---- INPUT RECORDS

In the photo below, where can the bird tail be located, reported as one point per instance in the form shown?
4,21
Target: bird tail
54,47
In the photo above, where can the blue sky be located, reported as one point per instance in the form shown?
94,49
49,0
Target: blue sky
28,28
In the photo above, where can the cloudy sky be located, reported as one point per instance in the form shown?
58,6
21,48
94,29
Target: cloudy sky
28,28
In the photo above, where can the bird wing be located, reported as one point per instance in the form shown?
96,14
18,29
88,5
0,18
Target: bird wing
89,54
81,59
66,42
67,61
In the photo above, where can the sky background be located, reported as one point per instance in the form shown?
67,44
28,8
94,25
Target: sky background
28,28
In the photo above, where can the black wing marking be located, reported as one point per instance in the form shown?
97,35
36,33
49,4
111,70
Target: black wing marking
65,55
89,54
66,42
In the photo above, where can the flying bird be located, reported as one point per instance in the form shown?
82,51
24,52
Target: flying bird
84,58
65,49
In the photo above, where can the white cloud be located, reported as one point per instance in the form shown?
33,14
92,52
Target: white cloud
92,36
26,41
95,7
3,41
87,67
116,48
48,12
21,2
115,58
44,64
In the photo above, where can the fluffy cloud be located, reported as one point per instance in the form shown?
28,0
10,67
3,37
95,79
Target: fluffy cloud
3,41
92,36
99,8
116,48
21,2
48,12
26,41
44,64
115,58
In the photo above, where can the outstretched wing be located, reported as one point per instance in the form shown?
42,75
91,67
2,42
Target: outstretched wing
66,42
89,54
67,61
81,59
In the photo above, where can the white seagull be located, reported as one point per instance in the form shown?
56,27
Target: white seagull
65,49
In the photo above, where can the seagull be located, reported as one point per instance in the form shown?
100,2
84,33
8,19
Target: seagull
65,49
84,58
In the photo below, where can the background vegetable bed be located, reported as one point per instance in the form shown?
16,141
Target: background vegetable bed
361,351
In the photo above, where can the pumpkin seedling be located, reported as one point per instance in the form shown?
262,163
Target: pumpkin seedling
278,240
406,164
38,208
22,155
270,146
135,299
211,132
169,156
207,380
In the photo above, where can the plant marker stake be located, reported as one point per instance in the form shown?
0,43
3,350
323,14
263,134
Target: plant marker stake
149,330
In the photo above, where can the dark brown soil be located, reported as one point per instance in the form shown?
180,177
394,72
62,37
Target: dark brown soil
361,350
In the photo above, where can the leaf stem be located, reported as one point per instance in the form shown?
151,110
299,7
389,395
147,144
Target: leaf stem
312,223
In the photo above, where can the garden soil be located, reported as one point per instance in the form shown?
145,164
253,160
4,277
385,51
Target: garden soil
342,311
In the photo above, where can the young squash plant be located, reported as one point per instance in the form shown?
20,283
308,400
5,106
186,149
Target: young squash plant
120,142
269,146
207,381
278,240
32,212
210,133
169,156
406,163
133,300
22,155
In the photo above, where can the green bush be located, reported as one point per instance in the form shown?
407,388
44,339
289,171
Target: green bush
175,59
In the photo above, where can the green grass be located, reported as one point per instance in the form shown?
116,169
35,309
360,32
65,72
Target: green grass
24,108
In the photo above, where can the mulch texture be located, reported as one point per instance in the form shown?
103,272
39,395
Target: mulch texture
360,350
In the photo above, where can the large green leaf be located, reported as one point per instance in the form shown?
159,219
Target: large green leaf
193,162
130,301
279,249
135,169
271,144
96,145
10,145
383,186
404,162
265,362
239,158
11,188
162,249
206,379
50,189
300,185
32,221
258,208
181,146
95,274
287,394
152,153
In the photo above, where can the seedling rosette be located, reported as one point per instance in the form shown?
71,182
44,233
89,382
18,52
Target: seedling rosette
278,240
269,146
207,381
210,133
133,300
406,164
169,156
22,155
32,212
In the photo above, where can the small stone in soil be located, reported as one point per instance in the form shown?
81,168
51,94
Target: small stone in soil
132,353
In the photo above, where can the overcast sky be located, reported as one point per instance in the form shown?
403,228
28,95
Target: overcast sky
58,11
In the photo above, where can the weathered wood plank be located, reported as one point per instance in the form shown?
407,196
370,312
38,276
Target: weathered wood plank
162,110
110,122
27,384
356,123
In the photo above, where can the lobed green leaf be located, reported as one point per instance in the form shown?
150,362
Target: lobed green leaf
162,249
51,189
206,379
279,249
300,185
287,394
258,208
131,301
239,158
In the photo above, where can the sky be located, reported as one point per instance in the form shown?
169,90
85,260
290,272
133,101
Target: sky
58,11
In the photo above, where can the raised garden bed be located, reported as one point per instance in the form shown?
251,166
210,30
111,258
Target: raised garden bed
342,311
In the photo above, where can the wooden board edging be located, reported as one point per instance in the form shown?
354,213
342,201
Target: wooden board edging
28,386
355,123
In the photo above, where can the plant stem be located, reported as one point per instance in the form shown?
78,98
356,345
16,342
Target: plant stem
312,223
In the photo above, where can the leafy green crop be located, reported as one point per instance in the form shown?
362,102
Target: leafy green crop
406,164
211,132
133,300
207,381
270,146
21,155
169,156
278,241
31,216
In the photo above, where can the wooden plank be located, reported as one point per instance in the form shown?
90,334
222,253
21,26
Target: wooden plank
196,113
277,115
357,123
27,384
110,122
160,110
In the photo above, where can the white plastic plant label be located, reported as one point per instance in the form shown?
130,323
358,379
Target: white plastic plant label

--------

▶ [WHAT TO WORK ON]
All lines carrying the word "plastic" must be copied from the data above.

▶ [SOLUTION]
In the photo above, where can the white plastic plant label be located, reported as one point per instance in the form shown?
Target: white plastic plant label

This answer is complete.